> _Data for this exercise_:
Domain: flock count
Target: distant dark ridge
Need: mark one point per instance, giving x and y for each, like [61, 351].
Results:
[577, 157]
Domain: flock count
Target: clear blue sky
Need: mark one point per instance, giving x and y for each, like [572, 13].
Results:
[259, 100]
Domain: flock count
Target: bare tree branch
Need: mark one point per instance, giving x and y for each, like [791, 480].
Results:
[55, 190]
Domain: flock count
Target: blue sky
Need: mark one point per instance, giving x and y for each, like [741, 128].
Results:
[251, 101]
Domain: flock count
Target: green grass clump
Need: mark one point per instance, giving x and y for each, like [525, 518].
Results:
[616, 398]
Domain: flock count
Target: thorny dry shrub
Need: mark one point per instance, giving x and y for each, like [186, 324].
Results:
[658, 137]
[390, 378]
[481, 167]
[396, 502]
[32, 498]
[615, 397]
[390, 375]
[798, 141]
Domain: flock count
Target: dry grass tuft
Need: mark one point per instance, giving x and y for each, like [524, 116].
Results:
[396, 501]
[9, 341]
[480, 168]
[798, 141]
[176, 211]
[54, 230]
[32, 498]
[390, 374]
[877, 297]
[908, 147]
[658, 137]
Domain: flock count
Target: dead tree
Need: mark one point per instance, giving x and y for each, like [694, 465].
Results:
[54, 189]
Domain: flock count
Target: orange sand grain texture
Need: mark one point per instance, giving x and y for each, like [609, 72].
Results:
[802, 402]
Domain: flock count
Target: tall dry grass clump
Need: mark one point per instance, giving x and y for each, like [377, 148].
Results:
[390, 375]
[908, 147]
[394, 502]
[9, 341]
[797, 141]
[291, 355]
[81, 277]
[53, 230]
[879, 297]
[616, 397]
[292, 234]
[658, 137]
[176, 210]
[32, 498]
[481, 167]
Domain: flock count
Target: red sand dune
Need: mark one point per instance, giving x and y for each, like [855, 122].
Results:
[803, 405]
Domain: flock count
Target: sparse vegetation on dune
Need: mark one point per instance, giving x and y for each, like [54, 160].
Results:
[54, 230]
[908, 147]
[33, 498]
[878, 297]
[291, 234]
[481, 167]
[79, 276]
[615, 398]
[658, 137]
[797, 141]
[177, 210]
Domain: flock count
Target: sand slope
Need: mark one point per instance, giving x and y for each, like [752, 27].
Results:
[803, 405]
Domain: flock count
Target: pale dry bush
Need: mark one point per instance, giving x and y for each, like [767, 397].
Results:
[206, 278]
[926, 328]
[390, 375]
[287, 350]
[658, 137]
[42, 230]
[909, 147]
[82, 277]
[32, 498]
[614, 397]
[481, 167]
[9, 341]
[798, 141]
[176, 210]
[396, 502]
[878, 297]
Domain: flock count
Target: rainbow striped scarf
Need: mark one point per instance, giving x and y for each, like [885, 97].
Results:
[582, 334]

> _What is being asked_:
Write out every line of the records exactly.

> _Solution to the exercise_:
Domain: flock count
Target: distant dark ridge
Need: mark one point per instance, giving x and y for each, like [61, 351].
Results:
[577, 157]
Domain: flock count
Target: clear blue sky
Need: mark one point per instance, giving x and y for each, like [572, 13].
Results:
[259, 100]
Domain: flock count
Target: bare tree branch
Need: mark one point per instance, giving x and y for each, like [791, 480].
Results:
[55, 190]
Domain: flock count
Target: blue sky
Need: mark one point per instance, giving x and y for each, like [741, 128].
Results:
[251, 101]
Domain: flock count
Target: green grass clump
Need: mark one point per instance, giving x and y for each, like [525, 518].
Results:
[616, 398]
Domain: flock count
Target: thorny dry shrub
Need: mark one point per instance, giving x and y for each, like [186, 324].
Results:
[658, 137]
[390, 378]
[481, 167]
[396, 502]
[32, 498]
[615, 397]
[390, 375]
[798, 141]
Domain: flock count
Target: dry grass tuft
Need: mark one point per instance, giving x and y for each, like [524, 116].
Results:
[396, 501]
[9, 341]
[480, 168]
[798, 141]
[176, 211]
[54, 230]
[32, 498]
[390, 374]
[877, 297]
[908, 147]
[658, 137]
Domain: flock count
Target: dead tree
Need: mark one point per instance, giving x and y for each, like [694, 465].
Results:
[54, 189]
Domain: flock count
Target: orange sand grain texture
Need: mark one point per instance, giving x and y for each, like [609, 72].
Results:
[802, 402]
Domain: flock count
Target: tall dry grass clump
Need: mark one point per instance, giving x and y for each, like [377, 148].
Results:
[390, 375]
[908, 147]
[394, 502]
[9, 341]
[797, 141]
[291, 355]
[81, 277]
[53, 230]
[879, 297]
[616, 397]
[292, 234]
[658, 137]
[176, 210]
[32, 498]
[481, 167]
Domain: flock count
Target: red sand dune
Need: mark one point per instance, giving x and y for each, like [855, 122].
Results:
[803, 405]
Domain: flock count
Target: sparse vegetation on dune
Need: mark one point per instance, giving x and y for each, like [54, 160].
Results:
[54, 230]
[908, 147]
[33, 498]
[878, 297]
[291, 234]
[481, 167]
[79, 276]
[615, 398]
[658, 137]
[797, 141]
[177, 210]
Domain: flock count
Target: sand slope
Need: mark one point per instance, giving x and y for each, like [752, 27].
Results:
[803, 405]
Domain: flock count
Target: pale dry bush
Need: mark one point per instance, giving x and y for each, like [767, 397].
Results:
[206, 278]
[926, 328]
[390, 375]
[287, 350]
[658, 137]
[42, 230]
[909, 147]
[82, 277]
[32, 498]
[614, 397]
[481, 167]
[9, 341]
[798, 141]
[176, 210]
[396, 502]
[878, 297]
Domain: flock count
Target: rainbow striped scarf
Need: mark one point per instance, giving x and y for each, like [885, 97].
Results:
[582, 334]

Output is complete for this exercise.